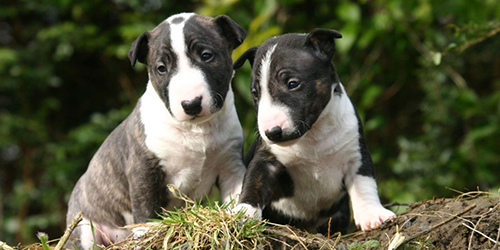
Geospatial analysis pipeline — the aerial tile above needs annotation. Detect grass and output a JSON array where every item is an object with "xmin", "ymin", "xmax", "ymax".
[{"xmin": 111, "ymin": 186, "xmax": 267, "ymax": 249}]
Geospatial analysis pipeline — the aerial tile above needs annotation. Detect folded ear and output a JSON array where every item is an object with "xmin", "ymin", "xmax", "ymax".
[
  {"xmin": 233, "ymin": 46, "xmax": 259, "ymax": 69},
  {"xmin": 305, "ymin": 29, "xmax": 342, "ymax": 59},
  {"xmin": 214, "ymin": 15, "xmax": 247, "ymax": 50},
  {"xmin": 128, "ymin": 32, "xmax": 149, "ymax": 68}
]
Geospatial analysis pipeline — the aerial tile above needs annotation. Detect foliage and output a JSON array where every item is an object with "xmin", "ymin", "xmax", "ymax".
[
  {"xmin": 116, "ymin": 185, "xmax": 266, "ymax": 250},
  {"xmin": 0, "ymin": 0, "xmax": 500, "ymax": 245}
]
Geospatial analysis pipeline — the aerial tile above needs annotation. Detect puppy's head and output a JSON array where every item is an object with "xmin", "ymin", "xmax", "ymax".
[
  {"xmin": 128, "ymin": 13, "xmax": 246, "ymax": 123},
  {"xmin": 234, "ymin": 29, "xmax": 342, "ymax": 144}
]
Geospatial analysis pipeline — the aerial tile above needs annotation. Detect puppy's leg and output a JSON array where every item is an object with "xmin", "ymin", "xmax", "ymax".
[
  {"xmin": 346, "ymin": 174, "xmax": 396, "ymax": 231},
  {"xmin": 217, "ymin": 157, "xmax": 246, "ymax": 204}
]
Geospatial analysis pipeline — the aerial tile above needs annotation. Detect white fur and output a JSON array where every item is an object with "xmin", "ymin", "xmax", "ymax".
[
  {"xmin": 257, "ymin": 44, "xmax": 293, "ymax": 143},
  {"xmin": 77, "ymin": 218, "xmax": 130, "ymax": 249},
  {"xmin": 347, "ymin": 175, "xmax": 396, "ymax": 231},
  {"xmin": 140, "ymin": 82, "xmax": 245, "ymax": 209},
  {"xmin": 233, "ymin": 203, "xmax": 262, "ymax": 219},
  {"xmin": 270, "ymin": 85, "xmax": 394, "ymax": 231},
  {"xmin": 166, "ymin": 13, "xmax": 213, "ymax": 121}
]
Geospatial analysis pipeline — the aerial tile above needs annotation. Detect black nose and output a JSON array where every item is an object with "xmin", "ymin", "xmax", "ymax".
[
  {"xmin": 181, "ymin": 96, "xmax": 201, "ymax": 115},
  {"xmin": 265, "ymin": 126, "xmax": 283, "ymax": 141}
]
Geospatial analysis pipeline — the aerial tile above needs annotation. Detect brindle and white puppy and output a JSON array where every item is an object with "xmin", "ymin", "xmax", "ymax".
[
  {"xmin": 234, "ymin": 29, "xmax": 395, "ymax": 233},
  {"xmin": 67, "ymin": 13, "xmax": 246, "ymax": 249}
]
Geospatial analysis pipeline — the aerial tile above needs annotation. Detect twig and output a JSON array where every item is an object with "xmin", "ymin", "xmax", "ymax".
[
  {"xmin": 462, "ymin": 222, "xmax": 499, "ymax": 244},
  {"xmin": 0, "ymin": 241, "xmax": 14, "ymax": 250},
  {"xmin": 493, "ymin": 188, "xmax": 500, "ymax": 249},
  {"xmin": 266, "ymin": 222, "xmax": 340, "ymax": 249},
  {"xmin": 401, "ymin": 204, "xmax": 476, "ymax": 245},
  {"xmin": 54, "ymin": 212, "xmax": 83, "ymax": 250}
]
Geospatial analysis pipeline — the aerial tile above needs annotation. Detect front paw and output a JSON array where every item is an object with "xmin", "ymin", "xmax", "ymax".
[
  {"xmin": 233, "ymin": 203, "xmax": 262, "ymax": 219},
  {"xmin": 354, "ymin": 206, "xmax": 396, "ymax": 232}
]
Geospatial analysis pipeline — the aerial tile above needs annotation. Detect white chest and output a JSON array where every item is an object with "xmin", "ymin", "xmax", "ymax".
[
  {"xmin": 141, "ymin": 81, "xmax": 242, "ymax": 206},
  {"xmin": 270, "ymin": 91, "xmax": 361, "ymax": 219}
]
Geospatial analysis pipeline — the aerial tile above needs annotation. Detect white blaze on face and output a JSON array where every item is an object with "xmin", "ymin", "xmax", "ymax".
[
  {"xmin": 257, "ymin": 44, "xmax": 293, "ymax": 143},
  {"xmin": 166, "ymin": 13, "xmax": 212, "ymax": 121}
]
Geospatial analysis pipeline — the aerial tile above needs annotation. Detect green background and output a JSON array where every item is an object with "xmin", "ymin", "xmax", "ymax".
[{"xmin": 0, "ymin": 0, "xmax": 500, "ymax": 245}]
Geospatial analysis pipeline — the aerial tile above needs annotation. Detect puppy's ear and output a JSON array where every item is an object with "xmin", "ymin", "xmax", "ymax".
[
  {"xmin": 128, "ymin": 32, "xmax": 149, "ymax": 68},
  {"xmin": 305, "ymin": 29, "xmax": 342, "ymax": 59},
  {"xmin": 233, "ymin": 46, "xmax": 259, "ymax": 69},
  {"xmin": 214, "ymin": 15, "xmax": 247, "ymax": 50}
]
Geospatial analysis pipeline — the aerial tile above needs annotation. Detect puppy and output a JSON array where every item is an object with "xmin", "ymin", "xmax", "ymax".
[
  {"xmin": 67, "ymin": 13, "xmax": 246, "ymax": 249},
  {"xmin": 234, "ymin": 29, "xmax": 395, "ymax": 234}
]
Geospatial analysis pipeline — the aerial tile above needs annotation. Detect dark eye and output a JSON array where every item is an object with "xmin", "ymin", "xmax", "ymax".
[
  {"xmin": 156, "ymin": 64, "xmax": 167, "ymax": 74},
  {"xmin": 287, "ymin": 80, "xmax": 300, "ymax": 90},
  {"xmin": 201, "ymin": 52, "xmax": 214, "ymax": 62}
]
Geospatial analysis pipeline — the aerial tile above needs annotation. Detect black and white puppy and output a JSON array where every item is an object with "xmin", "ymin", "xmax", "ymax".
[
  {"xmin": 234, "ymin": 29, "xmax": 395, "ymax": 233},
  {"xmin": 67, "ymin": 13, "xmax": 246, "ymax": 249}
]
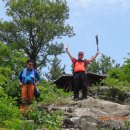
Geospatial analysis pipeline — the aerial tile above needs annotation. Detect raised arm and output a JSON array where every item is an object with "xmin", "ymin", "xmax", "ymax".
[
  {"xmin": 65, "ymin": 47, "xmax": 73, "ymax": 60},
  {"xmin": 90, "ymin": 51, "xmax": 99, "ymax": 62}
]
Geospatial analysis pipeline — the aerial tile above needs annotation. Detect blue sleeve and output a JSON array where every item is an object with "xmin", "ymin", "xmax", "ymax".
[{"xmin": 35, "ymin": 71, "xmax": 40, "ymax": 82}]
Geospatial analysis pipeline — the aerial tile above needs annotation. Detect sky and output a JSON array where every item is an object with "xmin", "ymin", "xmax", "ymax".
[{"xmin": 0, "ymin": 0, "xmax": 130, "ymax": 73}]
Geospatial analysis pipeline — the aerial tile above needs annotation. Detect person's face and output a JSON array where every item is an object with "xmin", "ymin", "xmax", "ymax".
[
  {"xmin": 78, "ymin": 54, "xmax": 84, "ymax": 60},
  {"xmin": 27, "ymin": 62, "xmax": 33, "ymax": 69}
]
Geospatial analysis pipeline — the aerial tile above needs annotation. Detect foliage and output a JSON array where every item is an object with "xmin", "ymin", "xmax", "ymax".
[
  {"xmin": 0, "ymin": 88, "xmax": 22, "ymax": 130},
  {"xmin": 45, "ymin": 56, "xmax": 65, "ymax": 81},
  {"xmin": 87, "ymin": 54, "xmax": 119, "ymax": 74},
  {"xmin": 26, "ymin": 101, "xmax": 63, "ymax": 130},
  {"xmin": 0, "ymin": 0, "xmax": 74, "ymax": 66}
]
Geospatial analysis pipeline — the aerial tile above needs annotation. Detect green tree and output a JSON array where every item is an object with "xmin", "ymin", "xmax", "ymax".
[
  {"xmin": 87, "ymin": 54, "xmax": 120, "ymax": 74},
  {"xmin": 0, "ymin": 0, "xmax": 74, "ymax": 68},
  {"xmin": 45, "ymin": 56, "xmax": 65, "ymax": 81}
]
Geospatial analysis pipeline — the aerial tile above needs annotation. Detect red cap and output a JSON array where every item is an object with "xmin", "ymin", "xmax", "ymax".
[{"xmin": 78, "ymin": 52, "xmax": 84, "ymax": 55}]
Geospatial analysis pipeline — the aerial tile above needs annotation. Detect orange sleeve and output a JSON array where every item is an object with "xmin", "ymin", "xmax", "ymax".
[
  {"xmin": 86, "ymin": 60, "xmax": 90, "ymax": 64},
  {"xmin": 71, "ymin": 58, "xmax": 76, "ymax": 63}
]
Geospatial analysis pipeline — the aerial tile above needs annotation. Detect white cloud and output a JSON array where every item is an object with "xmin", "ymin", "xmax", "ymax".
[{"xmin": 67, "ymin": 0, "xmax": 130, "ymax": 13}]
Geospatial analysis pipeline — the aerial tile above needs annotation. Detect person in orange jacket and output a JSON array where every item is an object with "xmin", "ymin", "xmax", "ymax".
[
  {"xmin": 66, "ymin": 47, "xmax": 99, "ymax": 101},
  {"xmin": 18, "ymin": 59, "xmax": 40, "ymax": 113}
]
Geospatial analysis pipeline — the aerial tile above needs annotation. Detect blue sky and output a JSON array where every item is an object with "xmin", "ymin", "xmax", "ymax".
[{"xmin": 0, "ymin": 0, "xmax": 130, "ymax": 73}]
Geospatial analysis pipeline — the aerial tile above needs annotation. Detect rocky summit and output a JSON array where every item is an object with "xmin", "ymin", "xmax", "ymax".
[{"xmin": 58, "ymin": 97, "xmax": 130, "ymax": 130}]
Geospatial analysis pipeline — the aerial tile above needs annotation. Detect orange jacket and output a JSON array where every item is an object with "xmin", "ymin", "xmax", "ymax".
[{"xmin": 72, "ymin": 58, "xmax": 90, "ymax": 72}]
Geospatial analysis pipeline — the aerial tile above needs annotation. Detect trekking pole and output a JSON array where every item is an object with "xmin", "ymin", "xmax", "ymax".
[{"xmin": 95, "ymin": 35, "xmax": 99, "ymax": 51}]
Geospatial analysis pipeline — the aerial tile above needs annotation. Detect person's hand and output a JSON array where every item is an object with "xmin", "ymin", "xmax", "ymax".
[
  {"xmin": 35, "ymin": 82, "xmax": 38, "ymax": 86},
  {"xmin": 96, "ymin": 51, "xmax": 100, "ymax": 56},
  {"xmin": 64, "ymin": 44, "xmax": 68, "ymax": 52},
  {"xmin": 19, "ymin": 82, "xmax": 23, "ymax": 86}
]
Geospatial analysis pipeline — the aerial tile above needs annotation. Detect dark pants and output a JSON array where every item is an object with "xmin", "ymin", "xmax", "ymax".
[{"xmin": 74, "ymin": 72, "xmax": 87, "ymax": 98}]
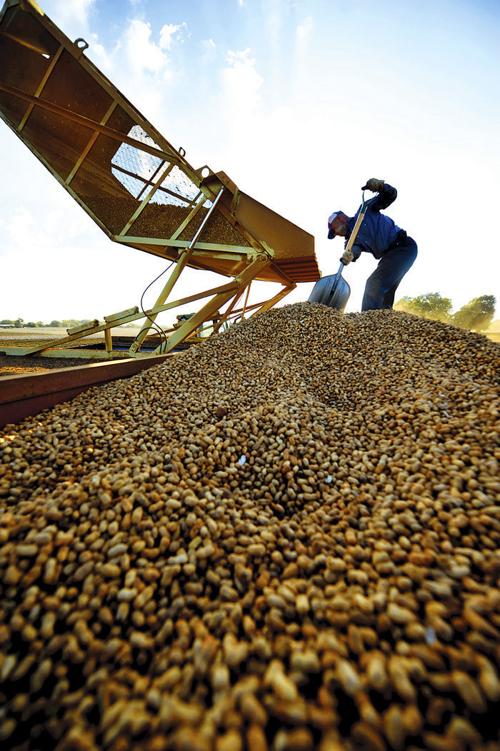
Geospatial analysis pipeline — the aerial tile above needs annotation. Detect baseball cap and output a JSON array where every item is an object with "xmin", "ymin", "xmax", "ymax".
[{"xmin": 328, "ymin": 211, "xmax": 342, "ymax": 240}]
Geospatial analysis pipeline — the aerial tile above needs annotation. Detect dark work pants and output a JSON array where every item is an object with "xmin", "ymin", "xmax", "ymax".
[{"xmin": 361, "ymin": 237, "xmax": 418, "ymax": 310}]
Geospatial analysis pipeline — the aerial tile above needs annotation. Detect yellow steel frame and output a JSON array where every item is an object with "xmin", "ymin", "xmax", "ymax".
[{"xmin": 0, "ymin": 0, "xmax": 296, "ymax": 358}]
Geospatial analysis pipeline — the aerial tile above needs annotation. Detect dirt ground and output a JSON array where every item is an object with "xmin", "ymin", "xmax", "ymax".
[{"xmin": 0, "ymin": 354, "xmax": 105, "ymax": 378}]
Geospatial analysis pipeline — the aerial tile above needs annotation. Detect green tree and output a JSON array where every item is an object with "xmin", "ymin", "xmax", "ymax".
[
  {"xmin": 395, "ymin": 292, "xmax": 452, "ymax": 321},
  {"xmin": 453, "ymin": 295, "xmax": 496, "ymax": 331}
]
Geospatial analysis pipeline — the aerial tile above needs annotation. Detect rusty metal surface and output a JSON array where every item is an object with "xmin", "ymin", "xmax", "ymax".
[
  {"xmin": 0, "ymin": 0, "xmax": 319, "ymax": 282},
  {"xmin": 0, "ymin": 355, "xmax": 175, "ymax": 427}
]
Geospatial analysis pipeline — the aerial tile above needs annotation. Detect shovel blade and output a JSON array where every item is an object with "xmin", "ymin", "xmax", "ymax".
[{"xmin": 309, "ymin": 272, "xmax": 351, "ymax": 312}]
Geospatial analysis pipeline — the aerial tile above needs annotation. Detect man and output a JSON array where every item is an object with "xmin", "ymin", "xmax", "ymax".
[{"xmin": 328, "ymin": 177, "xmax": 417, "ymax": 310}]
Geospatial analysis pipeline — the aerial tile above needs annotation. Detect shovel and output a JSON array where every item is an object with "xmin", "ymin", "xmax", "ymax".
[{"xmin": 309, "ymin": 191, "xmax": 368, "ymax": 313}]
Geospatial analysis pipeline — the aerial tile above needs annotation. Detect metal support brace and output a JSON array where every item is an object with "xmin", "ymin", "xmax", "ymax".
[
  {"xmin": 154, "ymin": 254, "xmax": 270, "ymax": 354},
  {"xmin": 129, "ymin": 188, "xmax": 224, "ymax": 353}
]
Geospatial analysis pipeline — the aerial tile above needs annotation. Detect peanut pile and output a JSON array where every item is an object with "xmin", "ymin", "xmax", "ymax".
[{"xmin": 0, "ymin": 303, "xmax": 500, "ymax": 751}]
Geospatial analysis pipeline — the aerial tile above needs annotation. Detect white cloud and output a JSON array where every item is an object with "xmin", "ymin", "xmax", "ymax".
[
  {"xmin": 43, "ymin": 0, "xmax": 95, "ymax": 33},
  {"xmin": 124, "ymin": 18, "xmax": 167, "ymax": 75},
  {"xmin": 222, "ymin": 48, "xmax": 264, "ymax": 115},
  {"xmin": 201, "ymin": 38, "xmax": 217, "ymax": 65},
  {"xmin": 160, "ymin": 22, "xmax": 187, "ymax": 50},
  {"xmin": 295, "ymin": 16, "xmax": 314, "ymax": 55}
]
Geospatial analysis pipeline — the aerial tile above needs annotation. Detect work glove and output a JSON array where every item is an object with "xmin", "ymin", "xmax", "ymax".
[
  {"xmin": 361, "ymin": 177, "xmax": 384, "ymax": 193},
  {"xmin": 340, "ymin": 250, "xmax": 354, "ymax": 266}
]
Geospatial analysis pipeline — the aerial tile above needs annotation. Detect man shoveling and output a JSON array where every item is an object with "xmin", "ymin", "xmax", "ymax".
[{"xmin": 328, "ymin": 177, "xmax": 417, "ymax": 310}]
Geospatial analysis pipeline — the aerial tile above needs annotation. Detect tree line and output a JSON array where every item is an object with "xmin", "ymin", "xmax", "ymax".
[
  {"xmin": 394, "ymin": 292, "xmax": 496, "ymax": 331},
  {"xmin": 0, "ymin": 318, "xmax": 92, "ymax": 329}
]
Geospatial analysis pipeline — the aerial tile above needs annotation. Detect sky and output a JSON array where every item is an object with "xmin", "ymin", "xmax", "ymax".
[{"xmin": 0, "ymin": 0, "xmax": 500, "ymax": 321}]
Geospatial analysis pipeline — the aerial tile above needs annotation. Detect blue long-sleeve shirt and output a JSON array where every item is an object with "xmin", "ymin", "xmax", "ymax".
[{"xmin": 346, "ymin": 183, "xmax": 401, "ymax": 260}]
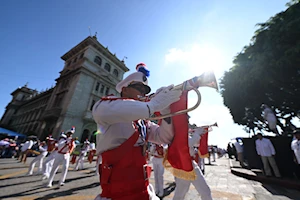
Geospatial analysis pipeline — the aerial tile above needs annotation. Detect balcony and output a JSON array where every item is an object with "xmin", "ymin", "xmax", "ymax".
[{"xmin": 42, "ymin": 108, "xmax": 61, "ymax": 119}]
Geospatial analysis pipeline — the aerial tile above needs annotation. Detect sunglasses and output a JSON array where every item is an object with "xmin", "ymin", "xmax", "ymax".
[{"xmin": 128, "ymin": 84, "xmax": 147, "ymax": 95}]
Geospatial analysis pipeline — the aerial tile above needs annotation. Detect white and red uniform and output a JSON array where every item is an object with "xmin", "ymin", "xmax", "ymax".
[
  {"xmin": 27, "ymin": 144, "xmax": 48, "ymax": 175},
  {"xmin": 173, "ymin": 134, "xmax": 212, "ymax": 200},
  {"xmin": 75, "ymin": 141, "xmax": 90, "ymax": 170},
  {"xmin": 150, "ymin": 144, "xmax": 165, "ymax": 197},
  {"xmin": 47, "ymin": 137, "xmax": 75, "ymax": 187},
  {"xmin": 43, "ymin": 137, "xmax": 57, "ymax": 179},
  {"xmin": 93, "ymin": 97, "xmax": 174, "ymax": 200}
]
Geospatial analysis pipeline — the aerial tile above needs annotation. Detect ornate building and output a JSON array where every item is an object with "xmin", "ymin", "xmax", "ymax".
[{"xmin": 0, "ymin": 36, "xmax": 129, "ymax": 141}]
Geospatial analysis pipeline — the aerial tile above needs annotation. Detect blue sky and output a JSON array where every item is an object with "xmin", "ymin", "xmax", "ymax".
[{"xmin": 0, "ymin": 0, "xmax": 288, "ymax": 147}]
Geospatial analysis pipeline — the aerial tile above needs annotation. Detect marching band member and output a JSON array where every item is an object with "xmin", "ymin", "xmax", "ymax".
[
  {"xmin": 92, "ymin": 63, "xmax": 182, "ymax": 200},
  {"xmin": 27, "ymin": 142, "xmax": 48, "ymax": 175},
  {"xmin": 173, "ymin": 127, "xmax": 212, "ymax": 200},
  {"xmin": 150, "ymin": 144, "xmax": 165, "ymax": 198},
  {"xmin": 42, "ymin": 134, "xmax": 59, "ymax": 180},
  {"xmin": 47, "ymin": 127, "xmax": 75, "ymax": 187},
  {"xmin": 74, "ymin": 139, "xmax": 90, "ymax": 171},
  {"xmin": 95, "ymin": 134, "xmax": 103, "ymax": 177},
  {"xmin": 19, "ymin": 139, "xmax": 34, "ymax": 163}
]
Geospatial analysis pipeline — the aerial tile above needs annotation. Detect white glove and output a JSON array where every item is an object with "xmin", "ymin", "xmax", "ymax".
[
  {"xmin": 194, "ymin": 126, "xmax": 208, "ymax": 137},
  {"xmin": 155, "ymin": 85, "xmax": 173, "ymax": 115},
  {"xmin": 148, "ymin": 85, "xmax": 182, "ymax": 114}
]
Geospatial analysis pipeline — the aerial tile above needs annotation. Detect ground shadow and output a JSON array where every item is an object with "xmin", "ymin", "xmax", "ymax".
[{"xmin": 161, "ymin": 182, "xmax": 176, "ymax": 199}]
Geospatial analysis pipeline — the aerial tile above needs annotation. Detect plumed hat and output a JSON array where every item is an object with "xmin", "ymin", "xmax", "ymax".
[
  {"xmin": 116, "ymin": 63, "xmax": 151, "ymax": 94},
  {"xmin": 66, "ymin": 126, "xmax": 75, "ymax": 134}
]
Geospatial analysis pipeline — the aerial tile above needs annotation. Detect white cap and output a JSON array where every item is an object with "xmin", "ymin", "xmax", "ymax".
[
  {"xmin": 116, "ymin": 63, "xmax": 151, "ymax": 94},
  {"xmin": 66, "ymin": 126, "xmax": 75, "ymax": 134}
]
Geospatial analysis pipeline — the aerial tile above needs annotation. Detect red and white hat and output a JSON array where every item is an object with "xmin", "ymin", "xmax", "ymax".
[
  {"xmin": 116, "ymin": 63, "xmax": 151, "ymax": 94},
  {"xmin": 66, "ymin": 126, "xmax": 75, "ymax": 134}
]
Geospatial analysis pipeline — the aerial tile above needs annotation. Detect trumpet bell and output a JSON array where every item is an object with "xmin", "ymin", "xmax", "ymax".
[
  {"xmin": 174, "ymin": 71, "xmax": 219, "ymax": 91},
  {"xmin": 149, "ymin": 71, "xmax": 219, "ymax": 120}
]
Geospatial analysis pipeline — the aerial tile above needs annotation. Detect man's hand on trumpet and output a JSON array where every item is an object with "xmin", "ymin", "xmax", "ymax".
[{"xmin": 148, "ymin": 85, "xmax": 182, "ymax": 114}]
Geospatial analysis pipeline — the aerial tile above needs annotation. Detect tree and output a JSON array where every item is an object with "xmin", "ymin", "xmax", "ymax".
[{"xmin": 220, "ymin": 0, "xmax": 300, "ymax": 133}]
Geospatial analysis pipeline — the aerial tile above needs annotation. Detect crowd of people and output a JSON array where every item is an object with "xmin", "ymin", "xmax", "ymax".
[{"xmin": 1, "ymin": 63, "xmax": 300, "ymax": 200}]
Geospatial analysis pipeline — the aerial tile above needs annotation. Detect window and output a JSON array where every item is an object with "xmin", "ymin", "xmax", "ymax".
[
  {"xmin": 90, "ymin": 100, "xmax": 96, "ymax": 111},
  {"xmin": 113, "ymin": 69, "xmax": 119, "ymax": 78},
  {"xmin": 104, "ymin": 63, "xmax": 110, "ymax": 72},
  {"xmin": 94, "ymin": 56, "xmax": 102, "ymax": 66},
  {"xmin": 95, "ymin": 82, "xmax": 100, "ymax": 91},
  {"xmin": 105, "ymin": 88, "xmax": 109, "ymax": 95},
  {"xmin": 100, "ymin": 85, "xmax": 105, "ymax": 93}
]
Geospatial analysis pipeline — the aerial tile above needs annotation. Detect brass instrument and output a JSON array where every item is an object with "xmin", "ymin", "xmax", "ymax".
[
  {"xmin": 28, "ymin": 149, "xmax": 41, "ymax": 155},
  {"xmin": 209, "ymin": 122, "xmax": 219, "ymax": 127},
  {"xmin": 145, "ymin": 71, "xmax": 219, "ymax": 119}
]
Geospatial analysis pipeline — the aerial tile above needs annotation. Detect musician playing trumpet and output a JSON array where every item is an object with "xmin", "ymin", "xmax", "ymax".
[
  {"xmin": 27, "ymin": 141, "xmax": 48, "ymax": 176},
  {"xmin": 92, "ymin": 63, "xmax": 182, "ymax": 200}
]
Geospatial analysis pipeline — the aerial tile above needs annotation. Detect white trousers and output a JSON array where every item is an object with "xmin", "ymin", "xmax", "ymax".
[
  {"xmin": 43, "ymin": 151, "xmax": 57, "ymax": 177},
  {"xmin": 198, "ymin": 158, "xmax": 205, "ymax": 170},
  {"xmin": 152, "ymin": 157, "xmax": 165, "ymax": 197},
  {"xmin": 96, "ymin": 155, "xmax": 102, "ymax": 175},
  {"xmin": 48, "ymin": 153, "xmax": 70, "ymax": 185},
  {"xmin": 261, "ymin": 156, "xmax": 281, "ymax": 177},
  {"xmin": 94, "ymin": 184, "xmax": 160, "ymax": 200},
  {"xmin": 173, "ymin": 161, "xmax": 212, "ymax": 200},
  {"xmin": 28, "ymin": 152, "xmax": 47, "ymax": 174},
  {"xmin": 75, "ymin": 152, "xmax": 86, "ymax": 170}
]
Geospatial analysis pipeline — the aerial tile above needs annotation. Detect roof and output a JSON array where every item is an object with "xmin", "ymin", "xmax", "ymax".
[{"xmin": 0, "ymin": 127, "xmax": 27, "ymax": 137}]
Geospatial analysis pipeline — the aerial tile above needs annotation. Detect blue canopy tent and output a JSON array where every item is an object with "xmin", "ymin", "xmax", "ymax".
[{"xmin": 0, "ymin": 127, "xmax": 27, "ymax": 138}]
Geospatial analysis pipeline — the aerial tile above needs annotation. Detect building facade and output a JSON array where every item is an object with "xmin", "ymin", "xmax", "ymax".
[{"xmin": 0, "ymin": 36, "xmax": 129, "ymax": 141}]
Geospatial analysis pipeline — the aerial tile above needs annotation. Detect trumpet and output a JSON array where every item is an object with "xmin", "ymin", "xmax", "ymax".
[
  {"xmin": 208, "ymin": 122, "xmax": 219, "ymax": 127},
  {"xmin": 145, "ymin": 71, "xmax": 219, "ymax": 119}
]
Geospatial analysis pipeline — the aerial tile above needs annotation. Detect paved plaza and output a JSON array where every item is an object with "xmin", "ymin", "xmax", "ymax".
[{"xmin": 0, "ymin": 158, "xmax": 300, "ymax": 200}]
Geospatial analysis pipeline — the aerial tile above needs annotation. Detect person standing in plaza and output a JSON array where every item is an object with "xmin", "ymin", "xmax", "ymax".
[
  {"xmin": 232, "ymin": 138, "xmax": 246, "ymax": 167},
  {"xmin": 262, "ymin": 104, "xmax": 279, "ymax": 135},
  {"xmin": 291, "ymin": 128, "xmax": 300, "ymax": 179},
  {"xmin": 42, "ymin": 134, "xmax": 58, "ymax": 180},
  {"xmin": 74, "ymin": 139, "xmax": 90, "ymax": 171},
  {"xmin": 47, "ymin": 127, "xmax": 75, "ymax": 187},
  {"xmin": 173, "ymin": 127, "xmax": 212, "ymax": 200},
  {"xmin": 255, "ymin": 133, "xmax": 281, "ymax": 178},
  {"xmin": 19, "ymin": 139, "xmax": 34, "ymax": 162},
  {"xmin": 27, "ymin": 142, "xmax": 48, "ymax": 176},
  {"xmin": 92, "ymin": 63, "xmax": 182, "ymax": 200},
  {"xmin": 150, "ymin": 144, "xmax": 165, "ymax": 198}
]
=====
Task statement
Extract each line above that contains the string "hand". Matching is case-sensitive.

Written solution
Geospatial analysis pipeline — the aerial tile above needs annotation. Detect person's hand and output a JSON array where every item is an object with "xmin", "ymin", "xmax", "ymax".
Geospatial analysis pipeline — the aerial tile above needs annotation. Detect man's hand on trumpet and output a JSON array where every item is an object with "xmin", "ymin", "xmax", "ymax".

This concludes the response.